The "Pittsburgh" quilt's vantage point seems to have been a high point in the Allegheny Landing sculpture park on the North Shore. The Andy Warhol (Seventh Street) Bridge spans the river above Ned Smyth's columnar sculpture, "Mythic Source." The convention center, Gulf and U.S. Steel towers, Koppers Building and Regional Enterprise Tower (ex-Alcoa Building) are among Downtown's recognizable landmarks. But the landscape is disjointed, familiar yet broken.
Slice quilts have been around at least since the late 1990s; the technique is a natural for quilters, who are used to collaborations on album and friendship quilts. Landscape quilts, sliced or not, have grown in popularity, too, in recent years, with the introduction of fun trompe l'oeil fabrics depicting bricks, clouds, grass, stones, water and other natural features.
But only one of the slices uses a landscape fabric -- for Allegheny River water -- in the "Pittsburgh" quilt. No shortcuts for these gals.
Finding the right fabric, machine stitch and assembly technique -- applique mostly -- was part of the challenge, but the most difficult thing was getting the bridge and its cables into the right perspective, said Nancy Reigel of Whitehall, who organized the project. Pat Griffith of Bethel Park, Anabeth Dollins of Mt. Lebanon and Camille Autieri of Carnegie also participated.

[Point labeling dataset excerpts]
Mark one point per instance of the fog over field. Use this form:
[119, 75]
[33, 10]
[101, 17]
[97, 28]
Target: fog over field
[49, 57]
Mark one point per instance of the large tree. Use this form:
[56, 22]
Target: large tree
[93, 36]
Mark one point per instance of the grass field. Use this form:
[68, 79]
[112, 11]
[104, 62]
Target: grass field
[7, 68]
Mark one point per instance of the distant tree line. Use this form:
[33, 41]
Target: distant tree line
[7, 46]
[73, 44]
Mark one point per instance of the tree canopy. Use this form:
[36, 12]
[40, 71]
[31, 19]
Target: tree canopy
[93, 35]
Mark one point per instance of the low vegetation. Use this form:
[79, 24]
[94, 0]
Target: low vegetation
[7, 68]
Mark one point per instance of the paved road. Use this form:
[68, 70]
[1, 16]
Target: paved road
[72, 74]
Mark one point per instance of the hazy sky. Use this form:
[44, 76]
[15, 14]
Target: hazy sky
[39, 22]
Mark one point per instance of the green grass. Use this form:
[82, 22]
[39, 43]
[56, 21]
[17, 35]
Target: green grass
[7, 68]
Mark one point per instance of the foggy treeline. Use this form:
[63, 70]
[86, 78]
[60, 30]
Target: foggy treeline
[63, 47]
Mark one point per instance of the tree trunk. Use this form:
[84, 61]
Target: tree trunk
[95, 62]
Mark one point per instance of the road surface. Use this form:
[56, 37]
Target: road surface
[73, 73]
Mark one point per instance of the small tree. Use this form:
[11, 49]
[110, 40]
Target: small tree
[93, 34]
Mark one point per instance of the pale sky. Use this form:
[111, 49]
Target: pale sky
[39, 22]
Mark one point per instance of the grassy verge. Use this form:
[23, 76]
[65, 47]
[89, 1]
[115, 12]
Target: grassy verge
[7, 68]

● **Goal A**
Set down word for word the part of the Pittsburgh quilt article that opens with the words containing "Slice quilts have" and closes with "Carnegie also participated.".
● **Goal B**
Answer these questions from the Pittsburgh quilt article:
(i) What sculpture does the Andy Warhol (Seventh Street) Bridge span the river above?
(ii) What does the one slice made with a landscape fabric show?
(iii) Who organized the quilt project?
Rely only on the Pittsburgh quilt article.

● **Exercise output A**
Slice quilts have been around at least since the late 1990s; the technique is a natural for quilters, who are used to collaborations on album and friendship quilts. Landscape quilts, sliced or not, have grown in popularity, too, in recent years, with the introduction of fun trompe l'oeil fabrics depicting bricks, clouds, grass, stones, water and other natural features.
But only one of the slices uses a landscape fabric -- for Allegheny River water -- in the "Pittsburgh" quilt. No shortcuts for these gals.
Finding the right fabric, machine stitch and assembly technique -- applique mostly -- was part of the challenge, but the most difficult thing was getting the bridge and its cables into the right perspective, said Nancy Reigel of Whitehall, who organized the project. Pat Griffith of Bethel Park, Anabeth Dollins of Mt. Lebanon and Camille Autieri of Carnegie also participated.

● **Exercise output B**
(i) Ned Smyth's columnar sculpture, "Mythic Source."
(ii) The Allegheny River water.
(iii) Nancy Reigel of Whitehall.